Passage shown below:
Brock Chisholm, the first Director-General of the World Health Organization (WHO), was a psychiatrist who articulated the notion that mental and physical health were intimately linked.

He famously stated that “without mental health there can be no true physical health”.

The mental health strategy being launched for public consultation today is built on the principle that mental health services must be strongly integrated with all other health services.

It also recognises that mental health and well-being can be achieved by building resilience within individuals and communities.

We are doing this already by implementing policies in line with our ethos and social conscience; by creating employment opportunities, by reducing material poverty and by modernising our approaches to education and substance misuse.

Yet, it is not enough. We must go further.

Last week, the European Commission and the Organisation for Economic Cooperation and Development (OECD) published their flagship biennial review Health at a Glance in Europe. For the first time, they dedicated a whole chapter to mental health, one of the most significant public health challenges of the 21st century. Our approach is very much in synch.

Mental health is the first thematic priority to be addressed within the ambit of our National Health Strategy 2020-2030. Al-though this strategy is still under development, given the importance and urgency of making a quantum quality leap in mental health, I took the conscious decision to accelerate the development of the mental health thematic priority.

It is estimated that the burden of mental illness costs our country around €400 million annually

For this I am truly grateful to the drafting team led by Dr Natasha Azzopardi-Muscat. Assisted by experts from the Regional Office for Europe of the World Health Organisation and the Bart’s School of Medicine and Dentistry, they have delivered a visionary document in record time.

However, I will only be satisfied when data starts to show that we have transformed the mental health system and improved the mental health of our population, also in record time.

This government is determined to do all that is necessary to positively transform the mental health sector. We have already increased the budget by an additional sum of over €9 million for 2019.

We have started work to refurbish and repurpose Mount Carmel Hospital and we have set into motion the process of planning the new acute mental health hospital on the Mater Dei Hospital campus.
End of Passage shown.
Given information below:
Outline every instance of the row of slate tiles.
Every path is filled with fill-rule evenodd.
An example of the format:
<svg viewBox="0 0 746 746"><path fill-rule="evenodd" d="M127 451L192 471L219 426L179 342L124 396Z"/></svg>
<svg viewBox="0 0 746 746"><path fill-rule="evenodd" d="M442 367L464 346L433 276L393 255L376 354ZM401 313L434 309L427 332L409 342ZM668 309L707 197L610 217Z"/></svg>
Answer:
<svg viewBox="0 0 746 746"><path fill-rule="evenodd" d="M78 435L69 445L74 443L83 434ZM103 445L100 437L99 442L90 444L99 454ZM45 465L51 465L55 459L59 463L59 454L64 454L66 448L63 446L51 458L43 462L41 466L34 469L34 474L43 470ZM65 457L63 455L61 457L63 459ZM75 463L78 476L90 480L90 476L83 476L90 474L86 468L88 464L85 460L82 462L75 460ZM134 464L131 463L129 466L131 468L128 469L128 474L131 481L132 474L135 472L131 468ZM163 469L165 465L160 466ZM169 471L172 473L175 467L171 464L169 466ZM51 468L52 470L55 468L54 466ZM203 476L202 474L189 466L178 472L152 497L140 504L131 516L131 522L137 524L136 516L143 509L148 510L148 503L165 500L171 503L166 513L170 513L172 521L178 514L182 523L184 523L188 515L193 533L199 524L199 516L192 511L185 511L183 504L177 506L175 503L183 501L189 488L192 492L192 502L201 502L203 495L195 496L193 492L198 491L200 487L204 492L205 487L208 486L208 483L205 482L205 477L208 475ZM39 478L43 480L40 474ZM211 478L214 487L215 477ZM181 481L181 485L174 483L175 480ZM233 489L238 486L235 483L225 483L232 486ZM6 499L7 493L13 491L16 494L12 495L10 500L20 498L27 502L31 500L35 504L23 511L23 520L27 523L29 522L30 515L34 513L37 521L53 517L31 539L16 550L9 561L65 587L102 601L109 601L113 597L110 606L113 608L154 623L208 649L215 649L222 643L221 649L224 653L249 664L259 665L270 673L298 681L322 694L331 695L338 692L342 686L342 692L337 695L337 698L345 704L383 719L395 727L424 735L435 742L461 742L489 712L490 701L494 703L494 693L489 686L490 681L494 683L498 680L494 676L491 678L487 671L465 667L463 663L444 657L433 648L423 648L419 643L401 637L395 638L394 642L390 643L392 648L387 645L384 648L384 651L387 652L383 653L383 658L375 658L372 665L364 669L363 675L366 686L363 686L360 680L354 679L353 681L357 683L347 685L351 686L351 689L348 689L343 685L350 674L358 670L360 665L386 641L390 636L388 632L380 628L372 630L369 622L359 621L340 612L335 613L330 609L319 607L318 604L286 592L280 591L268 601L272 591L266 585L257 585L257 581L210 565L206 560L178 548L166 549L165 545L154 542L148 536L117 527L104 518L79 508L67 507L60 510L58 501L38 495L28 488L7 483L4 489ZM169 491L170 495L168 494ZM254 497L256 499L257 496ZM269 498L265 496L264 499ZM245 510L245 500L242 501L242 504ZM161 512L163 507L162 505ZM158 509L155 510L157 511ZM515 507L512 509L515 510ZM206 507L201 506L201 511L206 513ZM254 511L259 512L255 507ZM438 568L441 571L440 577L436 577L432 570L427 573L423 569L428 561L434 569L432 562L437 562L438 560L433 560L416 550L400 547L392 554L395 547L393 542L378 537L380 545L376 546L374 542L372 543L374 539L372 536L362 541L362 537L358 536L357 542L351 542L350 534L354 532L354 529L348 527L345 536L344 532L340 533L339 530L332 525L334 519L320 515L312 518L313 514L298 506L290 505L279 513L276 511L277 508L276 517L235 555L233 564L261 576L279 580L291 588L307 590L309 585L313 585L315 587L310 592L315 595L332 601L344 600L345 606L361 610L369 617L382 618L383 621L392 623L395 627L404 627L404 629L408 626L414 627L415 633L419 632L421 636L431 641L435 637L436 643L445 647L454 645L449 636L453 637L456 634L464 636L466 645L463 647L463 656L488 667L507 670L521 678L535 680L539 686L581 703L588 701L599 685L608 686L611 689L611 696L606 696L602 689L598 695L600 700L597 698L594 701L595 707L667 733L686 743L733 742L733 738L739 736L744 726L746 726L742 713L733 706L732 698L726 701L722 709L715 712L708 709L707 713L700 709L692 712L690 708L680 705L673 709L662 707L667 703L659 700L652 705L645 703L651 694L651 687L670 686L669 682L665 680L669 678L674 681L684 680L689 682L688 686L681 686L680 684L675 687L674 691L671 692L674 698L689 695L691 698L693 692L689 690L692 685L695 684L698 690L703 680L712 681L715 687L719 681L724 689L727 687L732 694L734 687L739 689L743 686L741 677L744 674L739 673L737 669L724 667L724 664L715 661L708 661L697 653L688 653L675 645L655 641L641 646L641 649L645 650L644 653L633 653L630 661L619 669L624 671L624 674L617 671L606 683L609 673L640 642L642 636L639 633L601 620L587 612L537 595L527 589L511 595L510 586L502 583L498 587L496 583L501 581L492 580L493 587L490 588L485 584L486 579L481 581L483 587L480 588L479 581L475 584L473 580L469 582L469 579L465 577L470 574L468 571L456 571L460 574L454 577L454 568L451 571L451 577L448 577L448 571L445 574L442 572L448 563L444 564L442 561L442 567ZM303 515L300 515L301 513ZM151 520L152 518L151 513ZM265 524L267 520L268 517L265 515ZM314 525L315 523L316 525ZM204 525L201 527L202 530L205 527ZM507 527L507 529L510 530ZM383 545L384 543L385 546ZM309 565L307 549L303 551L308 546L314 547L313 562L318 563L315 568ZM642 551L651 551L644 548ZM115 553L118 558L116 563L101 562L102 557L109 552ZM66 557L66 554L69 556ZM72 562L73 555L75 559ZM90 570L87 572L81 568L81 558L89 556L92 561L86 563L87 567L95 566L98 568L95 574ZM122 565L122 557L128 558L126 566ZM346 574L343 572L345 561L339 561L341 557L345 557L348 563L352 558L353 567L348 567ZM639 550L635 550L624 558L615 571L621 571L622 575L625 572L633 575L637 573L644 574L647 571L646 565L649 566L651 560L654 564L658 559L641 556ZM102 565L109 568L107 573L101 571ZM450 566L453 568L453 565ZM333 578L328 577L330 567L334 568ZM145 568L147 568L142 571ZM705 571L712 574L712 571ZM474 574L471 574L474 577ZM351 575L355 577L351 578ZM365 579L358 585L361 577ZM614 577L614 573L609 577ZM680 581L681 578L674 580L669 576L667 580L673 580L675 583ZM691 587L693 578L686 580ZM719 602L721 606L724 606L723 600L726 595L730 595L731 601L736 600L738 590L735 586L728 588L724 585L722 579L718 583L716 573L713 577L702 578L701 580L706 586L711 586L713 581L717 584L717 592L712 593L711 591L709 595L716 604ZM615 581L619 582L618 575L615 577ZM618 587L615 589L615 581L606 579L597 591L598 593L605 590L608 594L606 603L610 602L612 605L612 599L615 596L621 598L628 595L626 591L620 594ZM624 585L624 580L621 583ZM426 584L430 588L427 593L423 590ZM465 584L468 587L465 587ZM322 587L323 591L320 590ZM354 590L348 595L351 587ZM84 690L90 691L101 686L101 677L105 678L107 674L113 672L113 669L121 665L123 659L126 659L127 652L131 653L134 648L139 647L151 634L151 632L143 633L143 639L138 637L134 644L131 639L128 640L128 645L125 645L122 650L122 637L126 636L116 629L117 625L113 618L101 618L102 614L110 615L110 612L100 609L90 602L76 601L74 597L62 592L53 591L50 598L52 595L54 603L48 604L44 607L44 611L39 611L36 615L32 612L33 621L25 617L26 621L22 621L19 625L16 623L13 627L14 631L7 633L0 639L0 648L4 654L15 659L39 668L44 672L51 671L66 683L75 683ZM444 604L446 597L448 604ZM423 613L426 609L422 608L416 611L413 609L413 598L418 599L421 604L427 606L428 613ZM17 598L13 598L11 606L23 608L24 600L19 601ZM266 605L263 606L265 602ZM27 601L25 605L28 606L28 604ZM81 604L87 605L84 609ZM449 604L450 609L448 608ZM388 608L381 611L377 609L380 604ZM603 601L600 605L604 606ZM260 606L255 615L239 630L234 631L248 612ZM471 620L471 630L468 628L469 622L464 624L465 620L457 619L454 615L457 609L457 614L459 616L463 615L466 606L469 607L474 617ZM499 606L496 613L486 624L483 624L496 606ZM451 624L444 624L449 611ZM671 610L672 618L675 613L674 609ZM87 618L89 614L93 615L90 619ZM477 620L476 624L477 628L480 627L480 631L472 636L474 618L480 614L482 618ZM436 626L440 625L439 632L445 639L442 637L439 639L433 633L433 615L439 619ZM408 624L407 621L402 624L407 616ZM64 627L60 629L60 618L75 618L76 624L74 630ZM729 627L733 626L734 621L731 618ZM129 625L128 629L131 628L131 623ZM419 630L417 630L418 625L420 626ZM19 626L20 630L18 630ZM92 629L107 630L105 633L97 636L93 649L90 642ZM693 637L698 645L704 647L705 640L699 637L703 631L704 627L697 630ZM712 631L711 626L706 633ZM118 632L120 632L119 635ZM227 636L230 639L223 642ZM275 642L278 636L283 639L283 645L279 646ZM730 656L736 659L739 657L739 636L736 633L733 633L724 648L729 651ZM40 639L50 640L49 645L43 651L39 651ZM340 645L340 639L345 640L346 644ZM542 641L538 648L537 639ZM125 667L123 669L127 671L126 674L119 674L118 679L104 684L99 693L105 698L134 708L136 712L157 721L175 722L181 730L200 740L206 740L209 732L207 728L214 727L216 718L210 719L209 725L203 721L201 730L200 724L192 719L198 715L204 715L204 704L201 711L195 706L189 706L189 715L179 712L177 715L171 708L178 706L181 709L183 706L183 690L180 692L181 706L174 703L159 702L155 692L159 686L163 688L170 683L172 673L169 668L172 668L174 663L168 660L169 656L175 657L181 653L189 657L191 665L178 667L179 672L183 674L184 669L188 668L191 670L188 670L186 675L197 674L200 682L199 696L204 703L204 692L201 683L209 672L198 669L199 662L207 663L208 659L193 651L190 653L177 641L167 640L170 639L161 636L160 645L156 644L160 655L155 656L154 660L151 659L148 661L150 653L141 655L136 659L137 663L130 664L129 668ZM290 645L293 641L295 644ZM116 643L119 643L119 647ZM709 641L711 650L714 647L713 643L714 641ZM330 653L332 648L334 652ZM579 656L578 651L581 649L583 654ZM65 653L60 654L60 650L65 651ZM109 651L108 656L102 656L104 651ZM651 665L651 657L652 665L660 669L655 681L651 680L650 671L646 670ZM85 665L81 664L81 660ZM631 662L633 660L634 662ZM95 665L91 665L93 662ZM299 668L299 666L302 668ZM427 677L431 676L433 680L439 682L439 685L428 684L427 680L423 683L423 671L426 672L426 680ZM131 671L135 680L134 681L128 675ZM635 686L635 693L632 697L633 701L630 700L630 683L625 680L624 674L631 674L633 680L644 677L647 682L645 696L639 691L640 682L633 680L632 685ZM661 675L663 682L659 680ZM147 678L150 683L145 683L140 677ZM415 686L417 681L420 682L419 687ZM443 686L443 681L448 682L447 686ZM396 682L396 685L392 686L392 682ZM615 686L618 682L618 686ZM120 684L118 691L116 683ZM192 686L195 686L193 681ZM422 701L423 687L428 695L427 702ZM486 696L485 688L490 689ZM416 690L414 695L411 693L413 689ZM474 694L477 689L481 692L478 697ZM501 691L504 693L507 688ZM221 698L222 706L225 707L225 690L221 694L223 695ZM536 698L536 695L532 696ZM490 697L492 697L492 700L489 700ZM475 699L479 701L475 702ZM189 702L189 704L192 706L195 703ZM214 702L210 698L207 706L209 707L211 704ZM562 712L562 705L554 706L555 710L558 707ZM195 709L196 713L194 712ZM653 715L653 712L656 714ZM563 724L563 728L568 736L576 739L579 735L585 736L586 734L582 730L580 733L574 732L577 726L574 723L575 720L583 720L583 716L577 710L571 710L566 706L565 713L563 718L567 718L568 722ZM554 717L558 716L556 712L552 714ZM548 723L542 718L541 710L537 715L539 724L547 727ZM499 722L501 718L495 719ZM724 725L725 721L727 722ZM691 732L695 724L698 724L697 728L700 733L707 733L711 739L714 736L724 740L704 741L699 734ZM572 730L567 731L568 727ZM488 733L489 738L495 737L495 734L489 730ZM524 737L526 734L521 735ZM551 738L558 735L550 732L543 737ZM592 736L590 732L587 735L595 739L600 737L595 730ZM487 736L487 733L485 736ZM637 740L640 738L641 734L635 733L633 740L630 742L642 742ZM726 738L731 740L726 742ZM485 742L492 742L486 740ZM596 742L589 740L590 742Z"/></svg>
End of Given information.
Retype the passage on the mental health strategy, starting with "It also recognises" and going on through "must go further.". The items have been drawn from a separate source.

▶ Result of the exercise
It also recognises that mental health and well-being can be achieved by building resilience within individuals and communities.

We are doing this already by implementing policies in line with our ethos and social conscience; by creating employment opportunities, by reducing material poverty and by modernising our approaches to education and substance misuse.

Yet, it is not enough. We must go further.